» **Text section**
★ ★ ★ ★

Colorado lawmakers consider ending little-used death penalty
Democrats who control Colorado’s Legislature acted quickly on a bill to repeal the state’s little-used death penalty, with the Senate Judiciary Committee advancing the legislation just two days after it was introduced.
The committee voted 3-2 on party lines after hours of public testimony Wednesday to send the bill to the full Senate for debate.
Proponents argued the death penalty doesn’t deter violent crime and affects people of color disproportionately. Repeal opponents urged lawmakers to refer the issue to voters, and some crime victims admonished bill sponsors for not reaching out to them before introducing the bill.
Its speedy consideration followed a contentious Democrat-led proposal this week to overhaul oil and gas regulations to give local governments more authority over industry operations. Republicans and energy industry executives have demanded time to study its content.
Denver Sen. Angela Williams, a sponsor of the death penalty repeal measure , noted that all three people facing execution in Colorado are African American — evidence, she said, of racial inequities in the criminal justice system. She also pointed to the difficulty of getting death penalty convictions and the cost in pursuing them.
“It’s a barbaric practice. It’s time to remove it from the books in Colorado,” Williams said.
Lawmakers have tried before to repeal Colorado’s death penalty, which was last applied in 1997. Gary Lee Davis died by lethal injection for the 1986 kidnapping, rape and murder of a neighbor, Virginia May.
First-term Democratic Gov. Jared Polis supports the 2019 bill, which would apply to offenses charged on or after July 1, and has told Colorado Public Radio he would commute the three death sentences if it passes.
John Hickenlooper, Polis’ predecessor and a 2020 Democratic presidential candidate, indefinitely delayed the execution of Nathan Dunlap in 2013. Hickenlooper said he had doubts about the fairness of the death penalty.
Dunlap killed four people inside an Aurora Chuck E. Cheese restaurant in 1993. Robert Ray and Sir Mario Owens were sentenced to die for killing Javad Marshall-Fields and his fiancee, Vivian Wolfe, as they drove on a suburban Denver street in 2005.

★ ★ ★ ★

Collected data
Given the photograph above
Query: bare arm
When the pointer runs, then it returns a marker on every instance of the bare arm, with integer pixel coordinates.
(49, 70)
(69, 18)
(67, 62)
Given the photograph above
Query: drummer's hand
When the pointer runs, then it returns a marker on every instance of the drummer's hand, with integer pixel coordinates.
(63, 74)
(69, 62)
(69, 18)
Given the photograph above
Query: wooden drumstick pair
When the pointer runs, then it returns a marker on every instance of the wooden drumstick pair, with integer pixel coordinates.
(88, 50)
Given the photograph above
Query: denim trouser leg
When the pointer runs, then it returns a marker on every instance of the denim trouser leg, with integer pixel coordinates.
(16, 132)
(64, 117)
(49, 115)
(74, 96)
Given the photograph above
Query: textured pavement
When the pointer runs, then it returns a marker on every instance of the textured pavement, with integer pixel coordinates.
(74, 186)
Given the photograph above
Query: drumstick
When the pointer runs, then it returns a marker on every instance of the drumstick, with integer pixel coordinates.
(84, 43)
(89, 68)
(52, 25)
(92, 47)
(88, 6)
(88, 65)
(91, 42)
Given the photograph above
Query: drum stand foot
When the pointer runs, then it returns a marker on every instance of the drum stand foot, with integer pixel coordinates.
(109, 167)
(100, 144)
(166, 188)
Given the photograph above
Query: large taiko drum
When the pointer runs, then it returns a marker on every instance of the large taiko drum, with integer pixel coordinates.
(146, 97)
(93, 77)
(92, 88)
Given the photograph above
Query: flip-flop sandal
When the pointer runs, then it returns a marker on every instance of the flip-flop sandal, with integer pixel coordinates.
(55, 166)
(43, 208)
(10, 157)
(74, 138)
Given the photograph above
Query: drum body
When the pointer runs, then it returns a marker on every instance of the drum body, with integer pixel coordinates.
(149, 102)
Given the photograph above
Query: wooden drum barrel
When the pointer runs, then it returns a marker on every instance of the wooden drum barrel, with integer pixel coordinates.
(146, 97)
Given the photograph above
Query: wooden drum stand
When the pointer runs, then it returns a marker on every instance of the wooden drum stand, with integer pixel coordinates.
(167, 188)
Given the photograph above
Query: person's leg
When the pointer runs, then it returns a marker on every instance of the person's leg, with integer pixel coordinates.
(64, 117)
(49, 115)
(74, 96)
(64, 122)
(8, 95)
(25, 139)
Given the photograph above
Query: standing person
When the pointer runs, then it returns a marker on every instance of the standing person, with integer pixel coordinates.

★ ★ ★ ★

» **Work required**
Continue the news article about Colorado's proposed death penalty repeal, starting right after its last sentence.

» **Written answer**
Marshall-Fields was the son of Rhonda Fields, now a Democratic senator who has vocally supported the death penalty. Fields’ daughter and Marshall-Fields’ sister, Maisha Fields, said Wednesday her mother was stunned to hear about the bill. Williams said she informed Fields about her intent to bring the bill last fall.
“We have real pain, and our trauma is not for sale for your political gain,” Maisha Fields told the bill’s supporters.
Bobby Stephens, who was shot in the face by Dunlap in the restaurant attack, said he, too, was surprised by the bill’s quick introduction. He said voters should decide.
“Nobody has reached out to the victims in these cases,” Stephens said. “This decision is so important that it goes beyond any of us in this room.”
First-term Democratic Rep. Tom Sullivan, whose son, Alex, was killed in the 2012 Aurora theater shooting, also has supported the death penalty. Theater shooter James Holmes is serving a life sentence.
The prosecutor in that case, Arapahoe District Attorney George Brauchler, and several fellow district attorneys said voters should decide whether to repeal. Denver District Attorney Beth McCann argued for the bill.
“For me it is a moral issue,” McCann said. “I do not believe the state should be in the business of killing people.”
A proposal to repeal the death penalty this year in neighboring Wyoming’s Republican-controlled Legislature drew far more support from lawmakers there than ever before. Lawmakers cited cost and argued it may not deter violent crime. Wyoming’s House passed death-penalty repeal but it failed in the Senate.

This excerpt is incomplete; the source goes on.